(Dataset items)
****************************************

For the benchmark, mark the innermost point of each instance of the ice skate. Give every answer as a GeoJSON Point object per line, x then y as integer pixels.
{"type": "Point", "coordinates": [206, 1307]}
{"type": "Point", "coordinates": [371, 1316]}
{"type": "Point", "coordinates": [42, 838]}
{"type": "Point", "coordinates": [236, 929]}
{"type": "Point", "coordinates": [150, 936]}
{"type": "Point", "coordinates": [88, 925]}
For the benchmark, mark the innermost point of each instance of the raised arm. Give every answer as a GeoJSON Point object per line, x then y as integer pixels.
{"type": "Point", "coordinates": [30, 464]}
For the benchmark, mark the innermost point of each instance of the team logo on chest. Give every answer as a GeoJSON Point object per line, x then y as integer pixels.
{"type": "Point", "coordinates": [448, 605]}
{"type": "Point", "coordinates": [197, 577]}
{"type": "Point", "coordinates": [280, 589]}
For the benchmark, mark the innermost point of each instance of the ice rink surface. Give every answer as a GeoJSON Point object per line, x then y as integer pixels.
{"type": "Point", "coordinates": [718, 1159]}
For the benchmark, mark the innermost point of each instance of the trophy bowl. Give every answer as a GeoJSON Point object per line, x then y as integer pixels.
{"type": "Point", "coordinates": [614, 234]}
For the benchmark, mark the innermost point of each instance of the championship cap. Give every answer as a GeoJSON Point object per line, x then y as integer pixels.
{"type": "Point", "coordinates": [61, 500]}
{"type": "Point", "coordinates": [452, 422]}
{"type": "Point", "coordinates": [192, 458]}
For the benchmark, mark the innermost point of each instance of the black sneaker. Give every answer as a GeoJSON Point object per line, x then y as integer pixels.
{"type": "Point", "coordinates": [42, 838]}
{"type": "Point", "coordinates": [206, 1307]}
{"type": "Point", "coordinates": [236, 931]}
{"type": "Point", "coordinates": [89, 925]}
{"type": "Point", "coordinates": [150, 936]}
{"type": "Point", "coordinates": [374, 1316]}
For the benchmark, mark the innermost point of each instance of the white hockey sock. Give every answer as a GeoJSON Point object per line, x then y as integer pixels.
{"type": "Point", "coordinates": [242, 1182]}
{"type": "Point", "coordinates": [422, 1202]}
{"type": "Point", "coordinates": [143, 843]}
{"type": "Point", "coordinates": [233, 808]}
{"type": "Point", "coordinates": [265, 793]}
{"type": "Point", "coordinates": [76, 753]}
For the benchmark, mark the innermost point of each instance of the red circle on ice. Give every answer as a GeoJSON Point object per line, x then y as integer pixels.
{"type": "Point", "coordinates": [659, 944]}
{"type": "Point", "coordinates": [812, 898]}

****************************************

◆ **WHAT IS BEING ASKED**:
Retype, exactly and only, the lines running from the one with "of the team" through the final line of the listing above.

◆ **FULL SOLUTION**:
For the benchmark, mark the innermost point of each instance of the team logo on chest. Give every answer as a GeoJSON Point object per line, x then y as integer pixels.
{"type": "Point", "coordinates": [448, 605]}
{"type": "Point", "coordinates": [197, 577]}
{"type": "Point", "coordinates": [280, 589]}
For the benchmark, mark the innermost point of each instance of the ice rink surface. Give every answer as a GeoJSON Point object per line, x then y as integer pixels.
{"type": "Point", "coordinates": [718, 1159]}
For the benchmark, mark the innermost point of each instance of the trophy bowl. Give every answer as a GeoJSON Point object per line, x then y as integer pixels.
{"type": "Point", "coordinates": [614, 234]}
For the benchmark, mark the innermost point of each instance of the championship cap. Give every answer as a GeoJSON Point object per line, x then y as integer pixels.
{"type": "Point", "coordinates": [61, 500]}
{"type": "Point", "coordinates": [452, 422]}
{"type": "Point", "coordinates": [192, 458]}
For the benchmark, mark the innermost point of each instance of the black sneaker. Give every answer as a GeoJSON Point object per line, x then y as integer pixels.
{"type": "Point", "coordinates": [42, 838]}
{"type": "Point", "coordinates": [206, 1307]}
{"type": "Point", "coordinates": [236, 931]}
{"type": "Point", "coordinates": [89, 925]}
{"type": "Point", "coordinates": [150, 936]}
{"type": "Point", "coordinates": [374, 1316]}
For the benchmark, mark the innermost point of each instance of the white hockey sock. Give every answer as a GeoJSON Point object per line, x then y as integer pixels.
{"type": "Point", "coordinates": [242, 1182]}
{"type": "Point", "coordinates": [422, 1202]}
{"type": "Point", "coordinates": [143, 843]}
{"type": "Point", "coordinates": [233, 808]}
{"type": "Point", "coordinates": [265, 793]}
{"type": "Point", "coordinates": [76, 753]}
For the benchmark, mark the innermost point of each instance of the red circle on ice. Give every answer as a GeoJSON Point object per line, x then y as integer pixels.
{"type": "Point", "coordinates": [659, 944]}
{"type": "Point", "coordinates": [812, 898]}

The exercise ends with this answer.